[Begin PAGE]

Just received in the morning post a REVIEW COPY, I'll say that again because I'm so delighted with it, A REVIEW COPY, which means FREE, FREE, FREE, AND I DIDN'T PAY FOR IT, of a book I have been wanting to get my hands on since I saw it reviewed in the paper last weekend: "Perfumes - the guide" by the patron saint of scents and potions Luca Turin. I just realised that I'm so excited that that was all one sentence, so here is another full stop for you. Breathe deeply, my lovelies.
The book itself is a collection of reviews of over 1500 perfumes, from the sublime to the ridiculous, and while it's handy for a little pat on the back (Mitsouko, one of my lifelong favourites, gets five stars and "the best fragrance ever"), it is also completely unputdownable for the all-round brilliance of the bad reviews. A perfume I won't name (people have been sued for less) gets this : "A chemical white floral so disastrously vile words nearly desert me. If this were a shampoo offered with your first shower after sleeping rough for two months in Nouakchott, you'd opt to keep the lice." Another, more concise: "Teensy-weensy cutesy-pie floral of the worst vintage" and, finally, pithy and to the point: "Death by jasmine".

[End PAGE]

Please write out the perfume post between "Just received in" and "deeply, my lovelies.", inclusive. The lines after the perfume post aren't needed.

[Begin DATA PROVIDED]

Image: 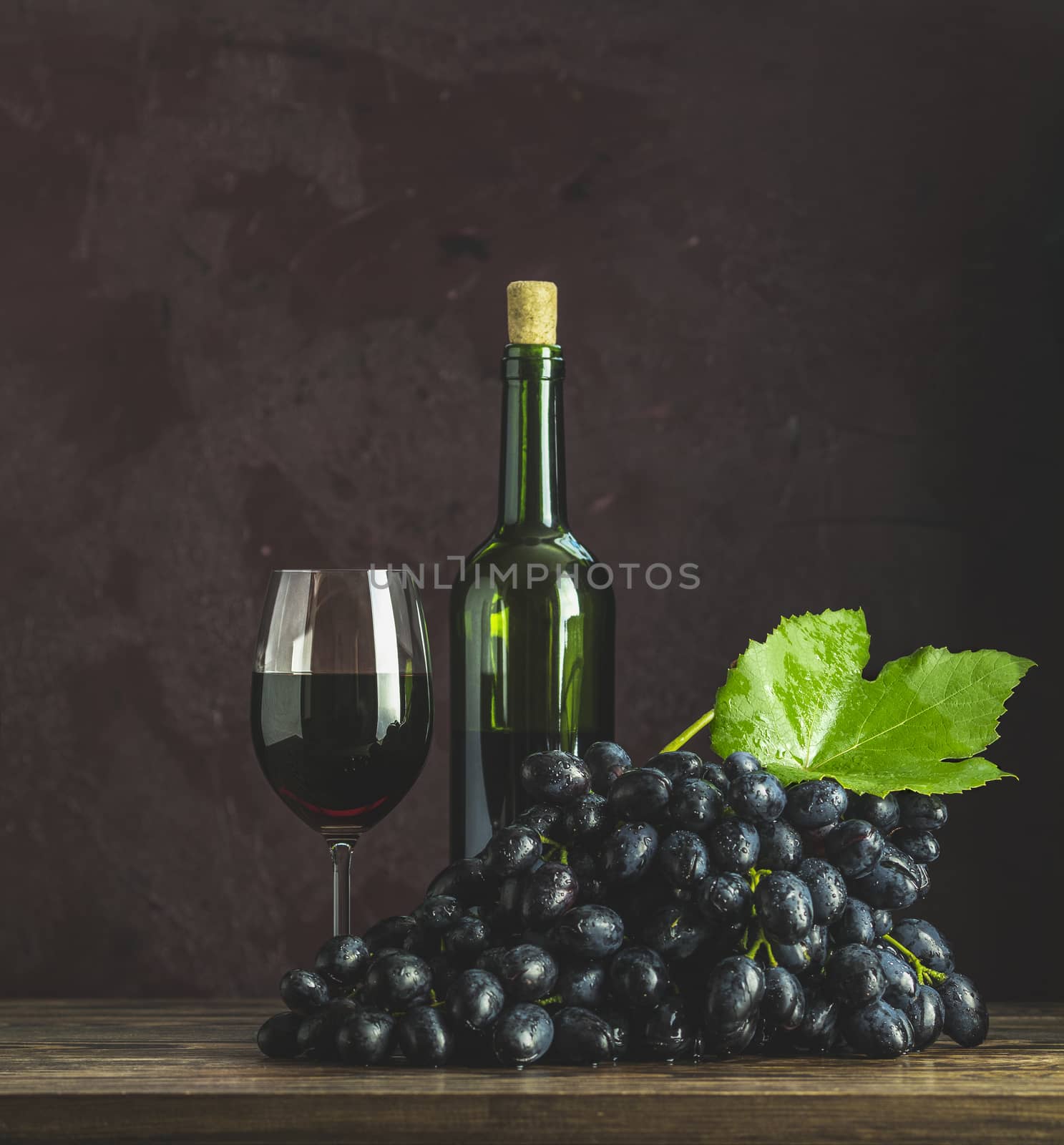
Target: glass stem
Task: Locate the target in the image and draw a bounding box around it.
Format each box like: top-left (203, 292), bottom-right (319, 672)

[End DATA PROVIDED]

EXERCISE ANSWER:
Just received in the morning post a REVIEW COPY, I'll say that again because I'm so delighted with it, A REVIEW COPY, which means FREE, FREE, FREE, AND I DIDN'T PAY FOR IT, of a book I have been wanting to get my hands on since I saw it reviewed in the paper last weekend: "Perfumes - the guide" by the patron saint of scents and potions Luca Turin. I just realised that I'm so excited that that was all one sentence, so here is another full stop for you. Breathe deeply, my lovelies.